## REQUIRED ACTION
Your reply should hold every record exactly as given, with no pictures in it.

## Point localization data
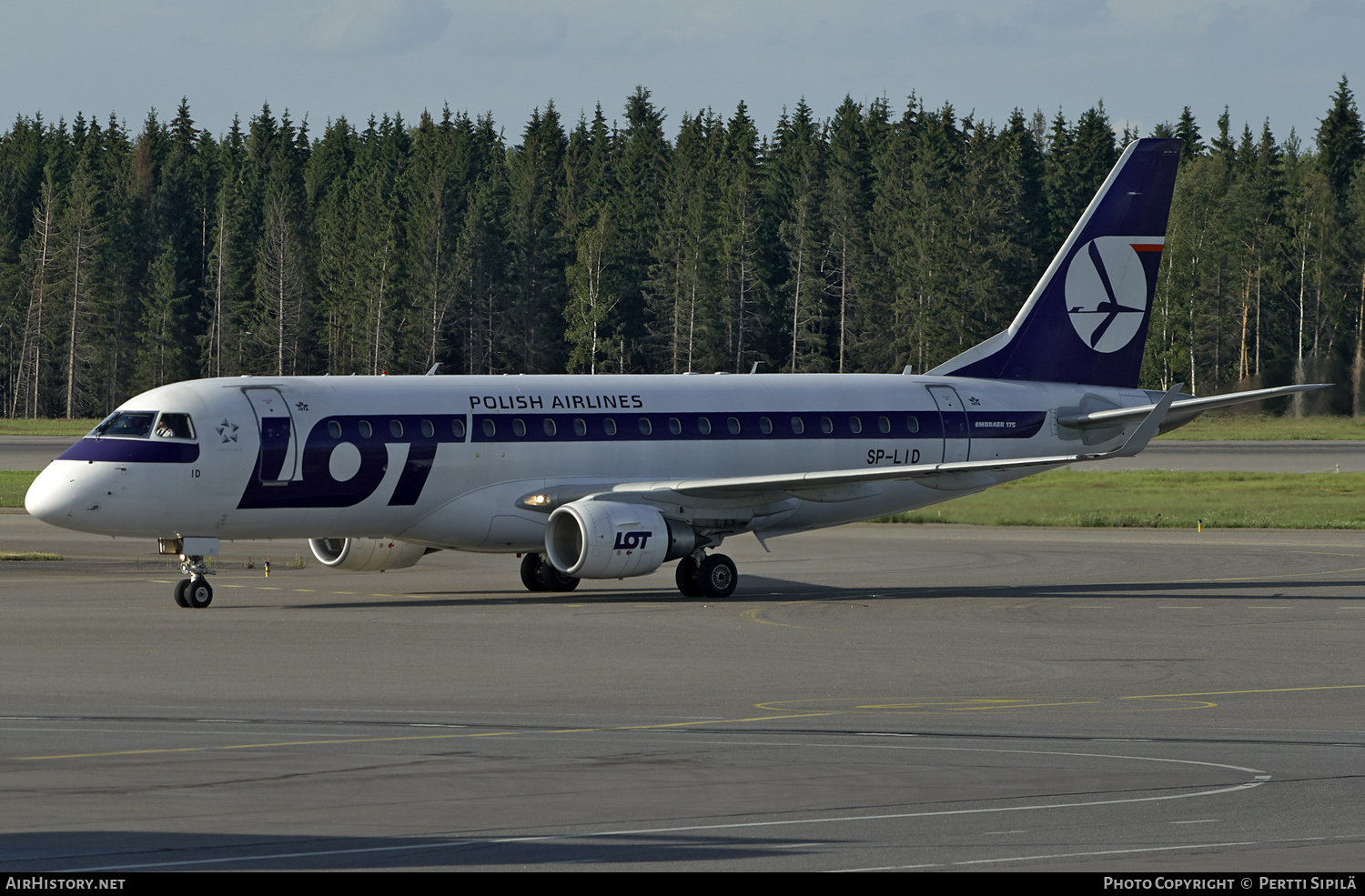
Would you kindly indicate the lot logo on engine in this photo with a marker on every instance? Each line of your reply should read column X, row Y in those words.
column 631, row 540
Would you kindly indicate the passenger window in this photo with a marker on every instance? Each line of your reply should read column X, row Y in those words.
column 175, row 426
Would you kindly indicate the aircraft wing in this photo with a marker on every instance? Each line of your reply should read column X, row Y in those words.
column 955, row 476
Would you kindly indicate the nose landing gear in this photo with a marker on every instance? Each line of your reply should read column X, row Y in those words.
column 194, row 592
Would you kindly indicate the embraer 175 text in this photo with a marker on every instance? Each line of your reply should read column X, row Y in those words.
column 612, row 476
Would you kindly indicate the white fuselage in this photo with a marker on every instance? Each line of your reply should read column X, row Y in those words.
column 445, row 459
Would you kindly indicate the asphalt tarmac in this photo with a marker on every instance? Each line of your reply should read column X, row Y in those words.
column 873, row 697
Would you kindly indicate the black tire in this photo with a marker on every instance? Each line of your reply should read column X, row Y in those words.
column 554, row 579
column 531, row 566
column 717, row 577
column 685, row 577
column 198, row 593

## ANSWER SPACE
Would you kindly indicate the lot logo on engine in this photo with a marker on every instance? Each line of your reply should read column X, row Y in those words.
column 631, row 540
Would you kindly indicate the passenger window in this photo with a marker on every instance? Each line of your reply should read column X, row Y in those words.
column 175, row 426
Would you kindly indicate the aircraft wing in this photo with a marker on every instance? Each line of your reply should read column X, row Y in those words.
column 955, row 476
Would you kindly indicate the nose landing gear in this photo with a marker on every instance? Each line of your reply should read column X, row Y in those words.
column 194, row 592
Would you kindly indicate the embraer 175 text in this photo with a marker on every instance? Each line of your reply should read column X, row Y in those words.
column 612, row 476
Would you kindly indicate the white fuselage in this photo with a marker on every instance? Each line of your reply should read column X, row Y in those words.
column 445, row 459
Would you kindly indicate the asphalt tarmac in this photo with a marker on every instance? Each line of your reply should read column X, row Y in those words.
column 873, row 697
Would you kindly indicate the black tire in this photo with a marker on every instance? Each line of your reply should read column X, row Y in those words.
column 554, row 579
column 531, row 566
column 717, row 577
column 685, row 577
column 198, row 593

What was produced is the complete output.